▸ **Texto citado**:

------------------------------------------------------------

Em reunião com Marcelo Freixo, general Richard Nunes acerta permanência da escolta do parlamentar

Vivendo sob escolta policial por conta de ameaças que recebe desde a época em que presidiu a CPI das Milícias da Alerj, há dez anos, o deputado Marcelo Freixo (PSOL) soube ontem pelo Diário Oficial que os quatro policiais militares lotados em seu gabinete foram convocados pelo gabinete da intervenção federal. Dois cuidavam de sua segurança pessoal, e os outros acompanhavam o dia a dia do delegado Vinícius George, que atuou como braço direito do parlamentar durante os trabalhos da comissão.

Muitos deputados reclamaram da decisão do governo, mas o estado só reconsiderou o caso de Freixo. Ele se reuniu com o secretário de Segurança, general Richard Nunes, e, no encontro, ficou acertado que o parlamentar terá sua escolta restabelecida, mas formada por outros agentes. Os quatro PMs que faziam o trabalho serão substituídos, provavelmente por policiais civis.

Concluído em 2008, o relatório final da CPI das Milícias pediu o indiciamento de 225 pessoas, incluindo políticos, policiais, agentes penitenciários e bombeiros. Na ocasião, foram apresentadas 58 propostas para enfrentamento do crime organizado.

 

CONVERSA SOBRE INVESTIGAÇÃO

Citando o assassinato da vereadora Marielle Franco (PSOL), que, de acordo com uma linha de investigação da Divisão de Homicídios (DH) da Polícia Civil, pode ter sido cometido por milicianos, Freixo disse ontem que correria risco se ficasse sem escolta.

— Não é possível que, diante desse momento, dessa situação, a gente tenha que parar para resolver isso — criticou o deputado antes da reunião com o secretário.

Freixo também se reuniu ontem com o chefe da Polícia Civil, delegado Rivaldo Barbosa. Ele e parentes de Marielle e do motorista Anderson Pedro Gomes, morto com a vereadora no dia 14 de março, conversaram sobre a investigação do crime. O deputado manifestou confiança no trabalho da DH.

Para o deputado Paulo Ramos (PDT), que perdeu um policial que trabalhava em seu gabinete, a decisão da Secretaria de Segurança de ordenar a saída de 87 PMs da Alerj foi tomada sem considerar os gabinetes nos quais estavam lotados e o impacto da medida no funcionamento da Casa.

------------------------------------------------------------

▸ **Linhas de dados**:

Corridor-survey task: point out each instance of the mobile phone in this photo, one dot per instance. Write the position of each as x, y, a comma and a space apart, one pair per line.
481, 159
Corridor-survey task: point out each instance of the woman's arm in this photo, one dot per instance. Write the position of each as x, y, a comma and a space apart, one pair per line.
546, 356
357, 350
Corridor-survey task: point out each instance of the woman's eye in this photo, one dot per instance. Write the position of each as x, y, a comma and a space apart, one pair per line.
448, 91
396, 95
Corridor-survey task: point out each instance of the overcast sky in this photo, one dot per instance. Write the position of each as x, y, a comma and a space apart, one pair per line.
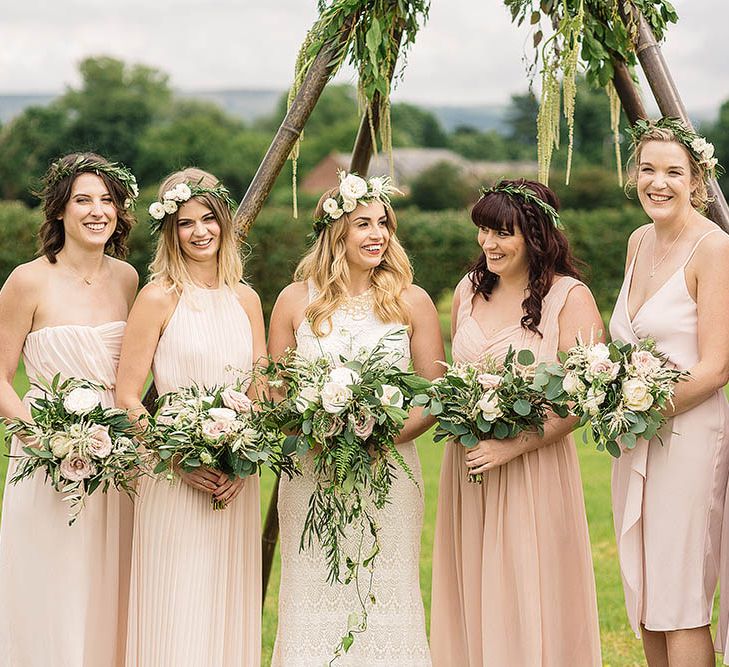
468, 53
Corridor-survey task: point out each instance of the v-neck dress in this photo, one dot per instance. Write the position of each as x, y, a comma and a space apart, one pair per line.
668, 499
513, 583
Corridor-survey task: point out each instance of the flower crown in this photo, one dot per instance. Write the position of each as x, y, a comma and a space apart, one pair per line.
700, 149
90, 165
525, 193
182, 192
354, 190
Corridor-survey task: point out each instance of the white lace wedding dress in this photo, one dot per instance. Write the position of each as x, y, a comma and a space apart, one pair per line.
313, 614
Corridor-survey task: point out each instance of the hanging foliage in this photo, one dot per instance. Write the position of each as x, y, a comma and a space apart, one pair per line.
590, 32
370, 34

------------------------------------------------------------

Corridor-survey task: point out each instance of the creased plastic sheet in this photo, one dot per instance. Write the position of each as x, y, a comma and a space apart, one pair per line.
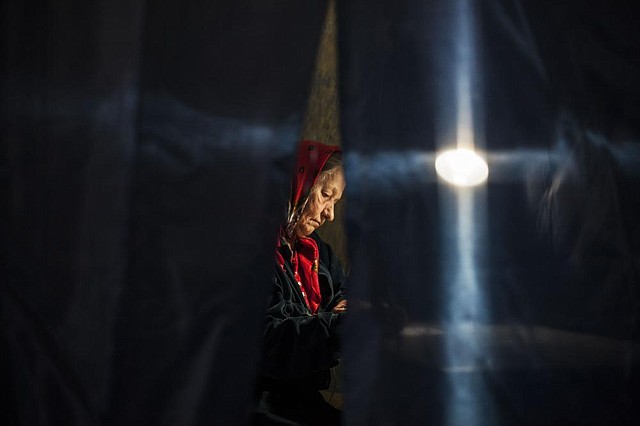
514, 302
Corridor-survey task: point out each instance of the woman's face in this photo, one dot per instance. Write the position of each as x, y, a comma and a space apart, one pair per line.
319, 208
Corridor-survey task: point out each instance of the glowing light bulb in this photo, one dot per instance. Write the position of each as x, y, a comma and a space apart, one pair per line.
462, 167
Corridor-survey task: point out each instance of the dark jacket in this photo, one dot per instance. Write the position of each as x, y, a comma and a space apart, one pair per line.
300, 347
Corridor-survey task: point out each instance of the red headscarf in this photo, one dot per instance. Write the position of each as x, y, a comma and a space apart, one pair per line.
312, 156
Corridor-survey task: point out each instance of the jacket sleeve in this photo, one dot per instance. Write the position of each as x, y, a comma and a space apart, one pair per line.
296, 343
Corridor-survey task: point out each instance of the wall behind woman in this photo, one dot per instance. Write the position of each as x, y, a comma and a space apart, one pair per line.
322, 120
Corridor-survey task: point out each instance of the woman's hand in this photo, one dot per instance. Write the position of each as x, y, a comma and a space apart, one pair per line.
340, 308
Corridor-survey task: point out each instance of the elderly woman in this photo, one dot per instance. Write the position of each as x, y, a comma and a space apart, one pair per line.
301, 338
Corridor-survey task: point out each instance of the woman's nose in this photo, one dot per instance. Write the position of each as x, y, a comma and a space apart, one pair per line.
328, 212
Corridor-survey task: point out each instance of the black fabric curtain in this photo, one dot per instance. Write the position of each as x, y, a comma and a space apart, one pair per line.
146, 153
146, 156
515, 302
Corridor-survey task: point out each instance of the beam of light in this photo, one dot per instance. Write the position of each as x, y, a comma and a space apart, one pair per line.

------------------------------------------------------------

▸ **Tarefa proposta**:
Prossiga a matéria sobre a escolta do deputado Marcelo Freixo a partir da última frase apresentada.

▸ **Resposta**:
— A secretaria publicou a resolução aleatoriamente, sem critério algum. Foi açodamento, da mesma forma que grande parte das decisões tomadas pelo gabinete da intervenção. Cada um sabe o risco que corre. Agora, o general (Richard Nunes) que se responsabilize caso algum deputado se torne alvo de violência.

De acordo com Ramos, o policial lotado em seu gabinete não fazia trabalhos burocráticos, cuidava exclusivamente da sua segurança. Para o deputado, a medida tomada pela Secretaria de Segurança foi uma afronta ao Legislativo:

— General é general, pode desafiar a Casa da forma que achar melhor. É um ato típico dos tempos do Império, nós já vivenciamos isso. Estão fragilizando a segurança da Alerj, a atuação de vários órgãos.

O também deputado estadual Carlos Roberto Osorio (PSDB) enfatizou que a segurança de colegas que sofreram ameaças deve ser prioridade:

— Se algum deles teve policiais militares retirados de sua escolta é preciso que a Secretaria de Segurança faça uma reavaliação da medida. Sou a favor do retorno de policiais militares que estão em gabinetes de parlamentares que não necessitam de escolta. Eu, por exemplo, não tenho PM lotado no meu porque não preciso.

Outro deputado que não tem policial em seu gabinete, Luiz Paulo (PSDB) também criticou a decisão da Secretaria de Segurança.

— Os nomes dos 87 policiais convocados foram definidos pela secretaria. Acredito que muitos tenham a função específica de proteger um parlamentar. Por que não houve, antes da medida, uma conversa sobre isso com a Casa? — questionou Luiz Paulo. — No meu entendimento, faltou habilidade por parte do gabinete da intervenção para negociar um número ideal e definir com clareza quem poderia ser chamado.